_Problem description_
Present every line of the rows below as a numbered list, skipping any blank lines and leaving the pictures out.

--------------------------------

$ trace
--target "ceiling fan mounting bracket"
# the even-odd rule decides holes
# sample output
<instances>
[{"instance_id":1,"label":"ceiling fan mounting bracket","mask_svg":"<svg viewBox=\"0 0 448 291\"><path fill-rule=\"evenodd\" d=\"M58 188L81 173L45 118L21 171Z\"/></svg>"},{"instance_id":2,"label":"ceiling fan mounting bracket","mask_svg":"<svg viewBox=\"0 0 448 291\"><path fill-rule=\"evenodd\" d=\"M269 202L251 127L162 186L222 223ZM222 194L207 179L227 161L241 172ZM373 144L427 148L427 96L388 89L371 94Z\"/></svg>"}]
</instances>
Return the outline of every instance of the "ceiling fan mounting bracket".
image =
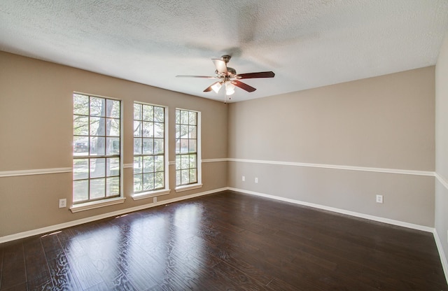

--------------------------------

_Result of this exercise_
1. $ trace
2. --target "ceiling fan mounting bracket"
3. # the even-odd rule decides holes
4. # sample output
5. <instances>
6. [{"instance_id":1,"label":"ceiling fan mounting bracket","mask_svg":"<svg viewBox=\"0 0 448 291\"><path fill-rule=\"evenodd\" d=\"M58 188L81 173L45 118L21 171Z\"/></svg>"},{"instance_id":2,"label":"ceiling fan mounting bracket","mask_svg":"<svg viewBox=\"0 0 448 291\"><path fill-rule=\"evenodd\" d=\"M269 202L251 127L162 186L222 223ZM222 194L207 179L227 161L241 172ZM373 144L427 148L427 96L388 89L371 94Z\"/></svg>"}]
7. </instances>
8. Return the outline of every instance of the "ceiling fan mounting bracket".
9. image =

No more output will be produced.